───── ITEMS ─────

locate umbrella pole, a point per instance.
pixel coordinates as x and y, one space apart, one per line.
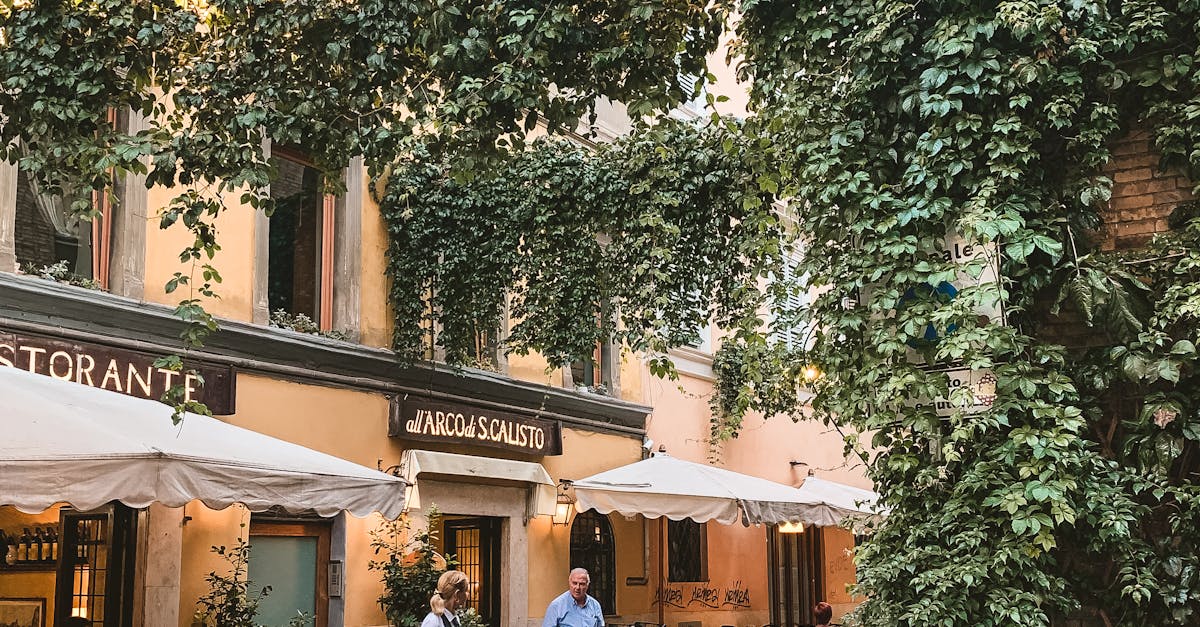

─────
───── ITEMS ─────

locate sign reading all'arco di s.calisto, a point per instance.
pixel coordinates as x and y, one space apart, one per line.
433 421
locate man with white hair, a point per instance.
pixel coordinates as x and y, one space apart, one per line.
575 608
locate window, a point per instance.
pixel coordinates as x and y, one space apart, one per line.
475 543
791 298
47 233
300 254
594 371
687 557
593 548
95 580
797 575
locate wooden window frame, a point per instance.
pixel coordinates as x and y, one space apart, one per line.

─────

# EXERCISE BRIEF
Locate each line in the rows above that contains the word "instance", and copy those lines out.

# SOLUTION TO THIS TASK
locate umbrella pole, a point per instance.
locate sign reading all'arco di s.calisto, a point per instance.
locate man with white hair, a point per instance.
locate window, a point per instance.
locate wooden window frame, a point per instance.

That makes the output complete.